__SHORT PROBLEM__:
Word for word, transcribe the lines below and drop the pictures.

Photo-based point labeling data

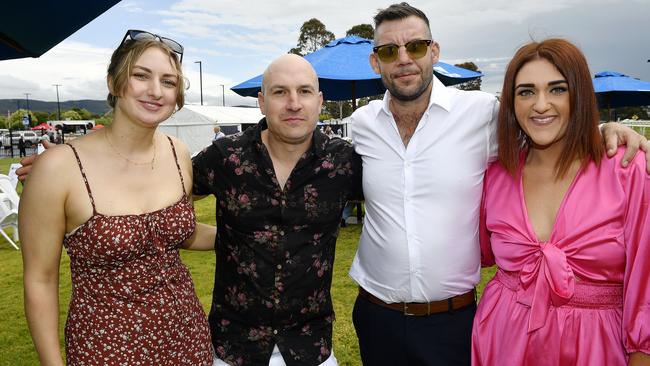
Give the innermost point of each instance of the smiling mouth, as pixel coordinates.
(150, 105)
(542, 120)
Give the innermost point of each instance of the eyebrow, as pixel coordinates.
(149, 71)
(304, 86)
(551, 83)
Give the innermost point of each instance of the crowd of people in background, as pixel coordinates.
(570, 288)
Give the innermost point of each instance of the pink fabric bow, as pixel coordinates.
(546, 279)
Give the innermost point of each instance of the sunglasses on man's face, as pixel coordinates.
(138, 35)
(415, 49)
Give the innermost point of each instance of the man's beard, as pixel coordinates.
(402, 97)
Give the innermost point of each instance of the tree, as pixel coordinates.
(472, 84)
(313, 36)
(361, 30)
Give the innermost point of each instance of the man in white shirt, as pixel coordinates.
(425, 149)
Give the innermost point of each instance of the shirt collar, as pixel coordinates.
(440, 96)
(318, 143)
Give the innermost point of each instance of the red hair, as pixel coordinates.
(583, 140)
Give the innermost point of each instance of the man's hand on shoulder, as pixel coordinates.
(616, 134)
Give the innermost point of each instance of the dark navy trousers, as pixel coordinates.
(388, 337)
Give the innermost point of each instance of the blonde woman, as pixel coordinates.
(118, 201)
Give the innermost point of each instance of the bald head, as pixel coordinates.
(287, 65)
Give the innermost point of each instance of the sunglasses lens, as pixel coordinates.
(417, 49)
(387, 53)
(141, 36)
(175, 46)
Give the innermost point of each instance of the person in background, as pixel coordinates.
(118, 201)
(572, 238)
(218, 134)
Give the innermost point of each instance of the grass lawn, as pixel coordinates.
(15, 342)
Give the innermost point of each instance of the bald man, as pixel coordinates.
(281, 188)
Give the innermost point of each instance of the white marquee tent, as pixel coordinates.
(194, 124)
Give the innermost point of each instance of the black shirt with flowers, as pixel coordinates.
(275, 247)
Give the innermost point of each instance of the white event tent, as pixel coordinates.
(194, 124)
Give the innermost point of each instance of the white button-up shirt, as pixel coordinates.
(420, 235)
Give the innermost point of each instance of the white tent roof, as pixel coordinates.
(194, 124)
(228, 114)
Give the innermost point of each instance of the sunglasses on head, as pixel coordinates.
(415, 49)
(138, 35)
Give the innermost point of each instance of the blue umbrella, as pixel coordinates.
(344, 72)
(29, 28)
(614, 90)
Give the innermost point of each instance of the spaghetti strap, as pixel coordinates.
(180, 174)
(83, 174)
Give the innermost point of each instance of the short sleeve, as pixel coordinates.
(636, 302)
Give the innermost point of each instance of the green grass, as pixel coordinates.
(15, 342)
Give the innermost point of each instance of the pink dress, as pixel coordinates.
(580, 298)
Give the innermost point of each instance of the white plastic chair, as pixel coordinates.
(9, 201)
(8, 188)
(8, 218)
(13, 177)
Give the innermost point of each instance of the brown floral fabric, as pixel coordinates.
(275, 247)
(133, 300)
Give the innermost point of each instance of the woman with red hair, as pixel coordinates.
(568, 229)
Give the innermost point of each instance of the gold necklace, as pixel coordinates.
(137, 163)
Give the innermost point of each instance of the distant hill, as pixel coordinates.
(94, 106)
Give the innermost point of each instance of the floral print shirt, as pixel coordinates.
(275, 247)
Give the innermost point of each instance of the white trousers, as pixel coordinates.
(277, 360)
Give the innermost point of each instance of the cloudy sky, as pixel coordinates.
(235, 39)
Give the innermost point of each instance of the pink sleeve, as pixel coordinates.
(636, 301)
(487, 256)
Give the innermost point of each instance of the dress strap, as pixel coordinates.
(83, 174)
(180, 174)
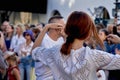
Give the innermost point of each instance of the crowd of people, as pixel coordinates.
(75, 50)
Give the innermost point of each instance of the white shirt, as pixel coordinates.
(16, 42)
(81, 64)
(42, 71)
(25, 48)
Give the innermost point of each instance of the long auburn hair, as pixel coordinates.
(79, 26)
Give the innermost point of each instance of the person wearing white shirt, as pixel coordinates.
(24, 55)
(52, 37)
(73, 61)
(17, 39)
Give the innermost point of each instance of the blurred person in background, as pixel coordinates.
(13, 70)
(8, 36)
(72, 60)
(24, 55)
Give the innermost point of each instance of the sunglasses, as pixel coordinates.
(27, 35)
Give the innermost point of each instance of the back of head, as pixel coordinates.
(79, 26)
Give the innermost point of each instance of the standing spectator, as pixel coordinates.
(73, 61)
(24, 55)
(8, 36)
(4, 25)
(2, 42)
(17, 39)
(13, 71)
(52, 37)
(3, 67)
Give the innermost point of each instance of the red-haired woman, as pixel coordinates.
(73, 61)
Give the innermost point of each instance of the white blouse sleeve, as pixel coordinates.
(104, 60)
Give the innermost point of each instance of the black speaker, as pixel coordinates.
(34, 6)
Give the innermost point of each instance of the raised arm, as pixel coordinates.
(43, 32)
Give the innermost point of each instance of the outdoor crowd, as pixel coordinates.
(75, 50)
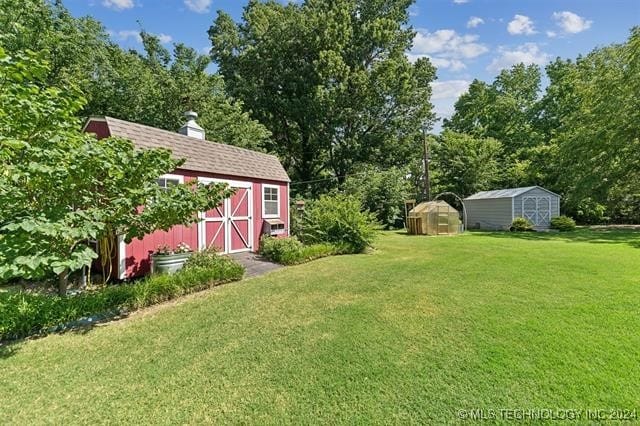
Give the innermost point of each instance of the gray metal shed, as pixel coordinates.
(496, 210)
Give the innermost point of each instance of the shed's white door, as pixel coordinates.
(537, 210)
(228, 227)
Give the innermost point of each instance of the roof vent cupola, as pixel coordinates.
(191, 128)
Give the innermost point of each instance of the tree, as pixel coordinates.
(154, 87)
(330, 79)
(382, 192)
(598, 132)
(60, 187)
(465, 164)
(157, 87)
(505, 111)
(502, 110)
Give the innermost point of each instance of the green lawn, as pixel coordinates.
(415, 331)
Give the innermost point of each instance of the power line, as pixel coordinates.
(335, 177)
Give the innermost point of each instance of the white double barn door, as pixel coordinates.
(537, 210)
(229, 226)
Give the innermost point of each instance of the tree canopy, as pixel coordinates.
(580, 136)
(60, 188)
(329, 79)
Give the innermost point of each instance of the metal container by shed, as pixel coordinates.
(433, 218)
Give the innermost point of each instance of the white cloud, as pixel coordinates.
(118, 4)
(444, 96)
(198, 6)
(521, 24)
(474, 21)
(164, 38)
(447, 44)
(448, 89)
(452, 64)
(528, 53)
(570, 22)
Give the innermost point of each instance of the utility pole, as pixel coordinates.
(427, 180)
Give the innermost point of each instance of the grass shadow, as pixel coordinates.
(9, 349)
(628, 237)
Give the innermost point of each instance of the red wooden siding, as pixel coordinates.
(137, 254)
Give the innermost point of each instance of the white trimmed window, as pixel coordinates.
(270, 201)
(167, 181)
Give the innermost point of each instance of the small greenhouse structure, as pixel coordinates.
(433, 218)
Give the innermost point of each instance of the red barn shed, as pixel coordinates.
(261, 200)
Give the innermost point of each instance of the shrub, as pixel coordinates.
(382, 192)
(339, 221)
(208, 258)
(281, 250)
(520, 224)
(563, 223)
(290, 251)
(23, 314)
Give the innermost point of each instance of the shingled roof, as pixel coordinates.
(200, 155)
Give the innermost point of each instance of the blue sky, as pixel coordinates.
(465, 39)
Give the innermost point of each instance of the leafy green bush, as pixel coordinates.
(382, 192)
(339, 220)
(209, 258)
(520, 224)
(290, 251)
(563, 223)
(23, 314)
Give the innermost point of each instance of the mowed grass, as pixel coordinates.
(413, 332)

__TASK OUTPUT__:
Give the innermost point of each instance of the smiling mouth, as pixel coordinates.
(150, 105)
(542, 120)
Give the innermost point of each instance of the eyebrow, as pixel coordinates.
(149, 71)
(304, 86)
(551, 83)
Give the innermost point of each instance of the crowd of people in background, as pixel coordinates.
(570, 288)
Give the innermost point of each instance of the pink fabric bow, as pixel coordinates.
(546, 279)
Give the innermost point of each instance of the sunglasses on man's face, as pixel coordinates.
(138, 35)
(415, 49)
Give the innermost point of each instance of the man's beard, as pixel coordinates.
(402, 97)
Give the innermost point of each instance of the tree, as pixel coordinates.
(472, 84)
(313, 36)
(361, 30)
Give the innermost point of each instance of the man in white shirt, as pixel coordinates.
(425, 149)
Give the innermost point of each instance of the shirt collar, as pixel coordinates.
(440, 96)
(318, 143)
Give the innermost point of each instance of the red hair, as pixel coordinates.
(583, 140)
Give the innermost point of each instance of the man's hand on shoulder, as pixel coordinates.
(616, 134)
Give the innermost point of each instance of the dark navy trousers, as pixel coordinates.
(388, 337)
Give the innermost point of each instance of the blonde woman, as pixel coordinates.
(118, 201)
Give the innermost point of each instance of the bald head, as pixel coordinates.
(287, 65)
Give the innermost point of each instance of the sunglasses lens, as pixel coordinates.
(417, 49)
(387, 53)
(141, 36)
(175, 46)
Give the innermost point of each instance of the person in background, as pixel coordinates.
(118, 201)
(572, 238)
(218, 134)
Give the innermost point of each instance of the grass lawn, as pixel coordinates.
(15, 342)
Give the innermost point of each instance of the bald man, as pixel coordinates.
(281, 188)
Give the innermost point of each instance of the white marquee tent, as pixel coordinates.
(194, 124)
Give the innermost point of each instance of the black shirt with flowers, as pixel coordinates.
(275, 247)
Give the innermost point of each instance of the white event tent, as pixel coordinates.
(194, 124)
Give the innermost point of each instance of the white button-up shirt, as pixel coordinates.
(420, 235)
Give the innermost point of each instance of the white tent roof, as pixel coordinates.
(194, 124)
(228, 114)
Give the innermost point of each instance of the sunglasses on head, as pixel coordinates.
(415, 49)
(138, 35)
Give the innermost point of each instance of the blue umbrella, as pixel coordinates.
(344, 72)
(29, 28)
(614, 90)
Give the innermost point of each instance of the spaghetti strap, as pixel coordinates.
(180, 174)
(83, 174)
Give the innermost point of each instance of the short sleeve, as pixel coordinates.
(636, 302)
Give the innermost point of each instance of the green grass, as pixel coordinates.
(15, 342)
Give the innermost point of each instance of the pink dress, as pixel coordinates.
(580, 298)
Give the innermost point of each instance of the white plastic chair, as pixel coordinates.
(9, 201)
(8, 188)
(8, 218)
(13, 177)
Give the innermost point of each instance of the brown floral fabric, as pixel coordinates.
(275, 247)
(133, 300)
Give the innermost point of each instance of the woman with red hair, as pixel coordinates.
(568, 229)
Give the innermost point of each instance of the gold necklace, as pixel coordinates.
(137, 163)
Give the innermost point of each instance of the distant hill, as pixel coordinates.
(94, 106)
Give the innermost point of each instance of the floral print shirt, as pixel coordinates.
(275, 247)
Give the innermost point of each instance of the white trousers, as pixel coordinates.
(277, 360)
Give the innermost point of each instance of the cloudy sky, as pixel coordinates.
(235, 39)
Give the innermost point of each instance of the pink sleeve, as pixel coordinates.
(636, 301)
(487, 256)
Give the innermost point of each instance of the dress strap, as pixel coordinates.
(83, 174)
(180, 174)
Give the innermost point of each instance of the crowd of people, as pixel coordinates.
(75, 50)
Give the innermost point of each instance of the white shirt, as pixel coordinates.
(16, 42)
(81, 64)
(42, 71)
(25, 48)
Give the innermost point of each instance of the long auburn hair, as pixel coordinates.
(79, 26)
Give the innermost point of each instance of the person wearing white shirt, as pixel coordinates.
(24, 55)
(52, 37)
(73, 61)
(17, 39)
Give the innermost point of each instance of the blurred person in background, as pixel coordinates.
(13, 70)
(8, 36)
(72, 60)
(24, 55)
Give the innermost point of each instance of the sunglasses, as pixel coordinates.
(27, 35)
Give the innermost point of each instance of the back of head, as pixel coordinates.
(79, 26)
Give the innermost point of each instance of the standing spectator, as pixel coordinates.
(73, 61)
(24, 55)
(8, 36)
(4, 25)
(2, 42)
(17, 39)
(13, 71)
(52, 37)
(3, 67)
Give the innermost point of each instance of the red-haired woman, as pixel coordinates.
(73, 61)
Give the innermost point of each instance of the white blouse sleeve, as pixel coordinates.
(104, 60)
Give the innermost point of each instance of the black speaker, as pixel coordinates.
(34, 6)
Give the innermost point of each instance of the raised arm, as pixel coordinates.
(43, 32)
Give the innermost point of each instance of the outdoor crowd, as pixel coordinates.
(75, 50)
Give the innermost point of each instance of the gray metal shed, as pixel coordinates.
(496, 210)
Give the innermost point of each instance of the shed's white door, as pixel coordinates.
(537, 210)
(228, 227)
Give the innermost point of each instance of the roof vent cupola, as pixel coordinates.
(191, 128)
Give the innermost point of each instance of the tree, as pixel coordinates.
(154, 87)
(330, 79)
(382, 192)
(598, 132)
(60, 187)
(465, 164)
(157, 87)
(505, 111)
(502, 110)
Give the innermost point of each instance of the green lawn, as pixel coordinates.
(415, 331)
Give the innermost point of each instance of the power line, as pixel coordinates.
(335, 177)
Give the innermost point of each instance of the white double barn door, as pixel coordinates.
(537, 210)
(229, 226)
Give the innermost point of each instance of the tree canopy, as pixel coordinates.
(580, 136)
(60, 188)
(329, 79)
Give the innermost point of each instance of the metal container by shed, as pixel coordinates.
(433, 218)
Give the innermost point of each instance of the white cloud, as pixel coordinates.
(118, 4)
(444, 96)
(198, 6)
(521, 24)
(474, 21)
(164, 38)
(447, 44)
(448, 89)
(452, 64)
(528, 53)
(570, 22)
Give the innermost point of each instance of the utility pole, as pixel coordinates.
(427, 180)
Give the innermost point of each instance of the grass shadow, as pixel coordinates.
(9, 349)
(628, 237)
Give the innermost point of each instance of the red wooden siding, as pixel coordinates.
(137, 254)
Give the innermost point of each instance of the white trimmed window, as pixel coordinates.
(270, 201)
(167, 181)
Give the innermost point of each instance of the small greenhouse structure, as pixel coordinates.
(433, 218)
Give the innermost point of each instance of the red barn shed, as pixel coordinates.
(261, 200)
Give the innermost point of each instance of the shrub, as pixel coordinates.
(382, 192)
(339, 221)
(208, 258)
(281, 250)
(520, 224)
(563, 223)
(290, 251)
(23, 314)
Give the innermost point of each instance of the shingled roof, as pixel coordinates.
(200, 155)
Give the innermost point of each instance of the blue sky, as pixel coordinates.
(465, 39)
Give the innermost point of each instance of the leafy green bush, as pixel coordinates.
(382, 192)
(339, 220)
(209, 258)
(520, 224)
(290, 251)
(563, 223)
(23, 314)
Give the innermost point of each instance of the mowed grass, as pixel coordinates.
(413, 332)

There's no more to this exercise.